▶ [WHAT IS ASKED]
Reproduce the material below word for word, with every line unchanged.

"""

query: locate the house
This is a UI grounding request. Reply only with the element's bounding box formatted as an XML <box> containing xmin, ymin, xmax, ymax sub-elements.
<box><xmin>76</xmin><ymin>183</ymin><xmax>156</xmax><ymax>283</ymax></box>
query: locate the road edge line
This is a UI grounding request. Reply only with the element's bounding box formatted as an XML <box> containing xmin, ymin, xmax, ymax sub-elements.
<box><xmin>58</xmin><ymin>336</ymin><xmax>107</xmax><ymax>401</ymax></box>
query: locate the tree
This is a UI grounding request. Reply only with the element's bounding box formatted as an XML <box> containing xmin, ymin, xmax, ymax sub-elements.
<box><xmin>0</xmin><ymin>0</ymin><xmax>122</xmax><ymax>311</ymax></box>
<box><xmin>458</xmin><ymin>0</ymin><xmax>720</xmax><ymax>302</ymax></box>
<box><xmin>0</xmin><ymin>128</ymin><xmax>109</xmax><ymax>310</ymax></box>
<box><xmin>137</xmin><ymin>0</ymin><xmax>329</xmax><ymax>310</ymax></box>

"""

▶ [CORRECT ANSWER]
query: locate the house
This is a UI grounding request. Reply only with the element's bounding box formatted as an XML <box> containing xmin, ymin, xmax, ymax sub-elements.
<box><xmin>76</xmin><ymin>183</ymin><xmax>156</xmax><ymax>283</ymax></box>
query: locate the road edge line
This is a UI grounding request. Reply only with the element's bounding box formatted as an XML <box> containing xmin, ymin, xmax, ymax sub-elements.
<box><xmin>58</xmin><ymin>336</ymin><xmax>107</xmax><ymax>401</ymax></box>
query: locate the tree
This is a UI grounding request. Reply only with the element's bounding box formatted as an XML <box> containing xmin, ymin, xmax, ymax sub-elements.
<box><xmin>0</xmin><ymin>0</ymin><xmax>122</xmax><ymax>311</ymax></box>
<box><xmin>458</xmin><ymin>0</ymin><xmax>720</xmax><ymax>302</ymax></box>
<box><xmin>0</xmin><ymin>128</ymin><xmax>109</xmax><ymax>310</ymax></box>
<box><xmin>137</xmin><ymin>0</ymin><xmax>329</xmax><ymax>310</ymax></box>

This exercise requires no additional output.